TASK DESCRIPTION
Can you rewrite the items from the start through the line with "[505,298,570,315]", putting "photos" in place of "photographs" and leaving everything else as it is?

(Excerpts of labeled region data)

-- start --

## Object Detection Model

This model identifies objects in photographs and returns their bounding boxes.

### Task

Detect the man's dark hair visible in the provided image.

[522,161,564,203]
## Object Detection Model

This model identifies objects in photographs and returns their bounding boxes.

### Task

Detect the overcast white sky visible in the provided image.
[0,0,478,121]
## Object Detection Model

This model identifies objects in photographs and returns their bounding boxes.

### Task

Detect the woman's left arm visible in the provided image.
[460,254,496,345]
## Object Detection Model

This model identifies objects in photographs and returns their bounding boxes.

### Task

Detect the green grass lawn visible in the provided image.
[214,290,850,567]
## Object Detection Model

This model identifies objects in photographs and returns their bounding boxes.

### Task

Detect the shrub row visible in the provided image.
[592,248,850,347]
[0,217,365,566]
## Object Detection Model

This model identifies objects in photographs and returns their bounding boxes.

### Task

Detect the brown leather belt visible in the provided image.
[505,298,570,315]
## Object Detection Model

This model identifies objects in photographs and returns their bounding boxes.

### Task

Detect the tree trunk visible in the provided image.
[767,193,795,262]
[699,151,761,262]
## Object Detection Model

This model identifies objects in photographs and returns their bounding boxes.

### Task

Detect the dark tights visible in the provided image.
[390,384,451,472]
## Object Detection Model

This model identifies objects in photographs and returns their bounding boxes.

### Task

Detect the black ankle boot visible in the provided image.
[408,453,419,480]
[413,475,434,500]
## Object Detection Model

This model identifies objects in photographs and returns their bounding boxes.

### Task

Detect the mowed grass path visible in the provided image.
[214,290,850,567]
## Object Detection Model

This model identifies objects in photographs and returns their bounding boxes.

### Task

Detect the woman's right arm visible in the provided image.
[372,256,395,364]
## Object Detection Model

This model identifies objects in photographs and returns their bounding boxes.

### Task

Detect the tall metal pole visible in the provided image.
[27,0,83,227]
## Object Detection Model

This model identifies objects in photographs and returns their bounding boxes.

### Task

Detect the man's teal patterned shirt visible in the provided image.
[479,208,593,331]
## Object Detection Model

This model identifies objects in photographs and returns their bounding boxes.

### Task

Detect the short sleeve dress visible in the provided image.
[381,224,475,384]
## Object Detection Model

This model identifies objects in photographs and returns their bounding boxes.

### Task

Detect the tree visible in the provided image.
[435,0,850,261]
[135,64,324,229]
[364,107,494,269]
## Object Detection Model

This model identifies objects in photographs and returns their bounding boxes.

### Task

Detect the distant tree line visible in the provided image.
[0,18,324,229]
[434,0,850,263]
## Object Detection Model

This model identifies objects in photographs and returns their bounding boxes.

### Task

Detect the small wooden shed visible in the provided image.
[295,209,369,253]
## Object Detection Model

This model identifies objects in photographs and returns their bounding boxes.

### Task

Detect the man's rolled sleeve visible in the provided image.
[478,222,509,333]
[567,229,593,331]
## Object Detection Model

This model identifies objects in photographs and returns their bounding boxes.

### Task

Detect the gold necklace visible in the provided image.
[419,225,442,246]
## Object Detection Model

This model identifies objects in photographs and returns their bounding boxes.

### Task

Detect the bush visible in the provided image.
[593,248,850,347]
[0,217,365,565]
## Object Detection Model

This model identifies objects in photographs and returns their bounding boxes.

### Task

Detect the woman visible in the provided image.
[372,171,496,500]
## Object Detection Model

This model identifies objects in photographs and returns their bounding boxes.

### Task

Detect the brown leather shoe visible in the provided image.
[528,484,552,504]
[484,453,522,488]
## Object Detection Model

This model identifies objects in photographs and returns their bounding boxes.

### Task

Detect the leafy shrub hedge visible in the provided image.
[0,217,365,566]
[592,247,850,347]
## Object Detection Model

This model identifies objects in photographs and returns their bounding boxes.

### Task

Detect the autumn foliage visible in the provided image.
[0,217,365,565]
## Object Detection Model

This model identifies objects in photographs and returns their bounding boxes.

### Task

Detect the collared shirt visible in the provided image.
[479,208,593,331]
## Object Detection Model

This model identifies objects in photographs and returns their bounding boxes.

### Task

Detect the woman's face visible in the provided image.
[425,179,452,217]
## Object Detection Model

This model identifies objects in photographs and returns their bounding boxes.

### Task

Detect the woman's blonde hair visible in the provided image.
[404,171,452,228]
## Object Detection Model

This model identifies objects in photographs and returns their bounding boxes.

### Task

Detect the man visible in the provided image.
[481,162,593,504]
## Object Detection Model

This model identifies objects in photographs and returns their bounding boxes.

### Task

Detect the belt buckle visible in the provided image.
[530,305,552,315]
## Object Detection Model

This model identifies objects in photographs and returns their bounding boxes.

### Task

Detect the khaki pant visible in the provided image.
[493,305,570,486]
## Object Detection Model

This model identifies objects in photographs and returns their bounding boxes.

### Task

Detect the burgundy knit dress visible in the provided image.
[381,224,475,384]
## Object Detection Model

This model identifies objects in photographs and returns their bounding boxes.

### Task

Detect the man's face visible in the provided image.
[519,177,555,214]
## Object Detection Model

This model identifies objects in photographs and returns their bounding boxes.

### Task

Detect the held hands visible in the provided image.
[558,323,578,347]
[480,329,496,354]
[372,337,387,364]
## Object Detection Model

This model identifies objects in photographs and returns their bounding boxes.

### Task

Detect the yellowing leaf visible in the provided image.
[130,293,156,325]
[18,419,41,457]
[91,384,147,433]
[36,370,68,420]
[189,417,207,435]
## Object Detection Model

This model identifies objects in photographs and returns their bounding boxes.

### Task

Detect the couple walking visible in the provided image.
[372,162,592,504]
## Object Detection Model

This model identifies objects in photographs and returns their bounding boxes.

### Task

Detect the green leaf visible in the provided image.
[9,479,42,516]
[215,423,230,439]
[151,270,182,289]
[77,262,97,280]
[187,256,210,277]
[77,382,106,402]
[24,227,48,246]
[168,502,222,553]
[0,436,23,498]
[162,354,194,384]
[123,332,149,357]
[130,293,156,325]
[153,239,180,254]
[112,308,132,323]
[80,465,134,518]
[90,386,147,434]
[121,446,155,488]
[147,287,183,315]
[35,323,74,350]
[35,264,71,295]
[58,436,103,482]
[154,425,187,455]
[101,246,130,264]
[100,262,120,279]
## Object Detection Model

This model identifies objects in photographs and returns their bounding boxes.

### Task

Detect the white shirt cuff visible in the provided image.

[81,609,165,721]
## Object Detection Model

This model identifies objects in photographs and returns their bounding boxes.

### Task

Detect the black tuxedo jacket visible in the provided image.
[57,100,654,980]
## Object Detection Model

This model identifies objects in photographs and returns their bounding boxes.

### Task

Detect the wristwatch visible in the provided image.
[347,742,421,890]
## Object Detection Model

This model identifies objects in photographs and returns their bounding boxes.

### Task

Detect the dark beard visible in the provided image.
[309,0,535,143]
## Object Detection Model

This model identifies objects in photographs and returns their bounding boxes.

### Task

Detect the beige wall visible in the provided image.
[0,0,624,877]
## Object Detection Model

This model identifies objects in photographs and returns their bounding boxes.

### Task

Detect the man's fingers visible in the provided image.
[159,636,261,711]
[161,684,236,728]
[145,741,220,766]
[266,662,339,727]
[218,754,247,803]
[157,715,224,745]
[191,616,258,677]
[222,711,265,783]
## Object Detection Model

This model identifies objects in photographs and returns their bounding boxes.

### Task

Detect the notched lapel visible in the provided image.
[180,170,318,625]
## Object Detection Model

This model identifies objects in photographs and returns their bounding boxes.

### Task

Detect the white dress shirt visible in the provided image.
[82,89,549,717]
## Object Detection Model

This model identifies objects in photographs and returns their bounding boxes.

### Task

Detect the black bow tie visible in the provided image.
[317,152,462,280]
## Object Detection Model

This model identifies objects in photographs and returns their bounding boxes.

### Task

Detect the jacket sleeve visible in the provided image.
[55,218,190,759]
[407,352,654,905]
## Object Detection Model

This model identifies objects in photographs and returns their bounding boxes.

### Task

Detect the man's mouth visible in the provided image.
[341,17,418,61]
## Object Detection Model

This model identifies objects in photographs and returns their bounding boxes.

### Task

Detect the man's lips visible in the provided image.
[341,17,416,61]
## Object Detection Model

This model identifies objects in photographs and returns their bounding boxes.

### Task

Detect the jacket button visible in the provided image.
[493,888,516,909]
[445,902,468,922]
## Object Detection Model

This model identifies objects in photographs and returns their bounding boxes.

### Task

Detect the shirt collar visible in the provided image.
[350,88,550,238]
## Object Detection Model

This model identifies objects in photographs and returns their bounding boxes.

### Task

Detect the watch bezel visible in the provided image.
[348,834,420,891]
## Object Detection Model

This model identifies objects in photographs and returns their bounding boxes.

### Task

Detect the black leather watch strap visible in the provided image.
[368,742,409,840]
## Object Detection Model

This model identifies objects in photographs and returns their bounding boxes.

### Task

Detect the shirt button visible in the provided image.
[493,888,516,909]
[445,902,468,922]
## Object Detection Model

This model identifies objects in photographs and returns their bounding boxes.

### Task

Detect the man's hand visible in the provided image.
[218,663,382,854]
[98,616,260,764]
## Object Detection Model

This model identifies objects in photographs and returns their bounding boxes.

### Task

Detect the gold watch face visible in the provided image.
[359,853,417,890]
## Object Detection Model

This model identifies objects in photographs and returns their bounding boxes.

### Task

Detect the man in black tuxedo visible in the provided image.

-- end --

SOLUTION TO THIS TASK
## Object Detection Model

This model identifies objects in photos and returns their bounding boxes.

### Task

Detect the man's dark hair visible in the provided image.

[522,161,564,203]
## Object Detection Model

This model identifies objects in photos and returns their bounding boxes.

### Task

Detect the overcast white sky visible in the provided image.
[0,0,478,121]
## Object Detection Model

This model identifies objects in photos and returns their bounding boxes.

### Task

Detect the woman's left arm visible in the provided image.
[460,254,496,345]
## Object Detection Model

This model identifies objects in photos and returns their bounding boxes.

### Task

Detect the green grass lawn visible in the provided image.
[214,290,850,567]
## Object Detection Model

This model identifies objects in photos and returns their bounding boxes.

### Task

Detect the shrub row visible in the provided image.
[592,248,850,347]
[0,217,365,566]
## Object Detection Model

This model identifies objects in photos and returns their bounding boxes.

### Task

Detect the brown leather belt visible in the provided image.
[505,298,570,315]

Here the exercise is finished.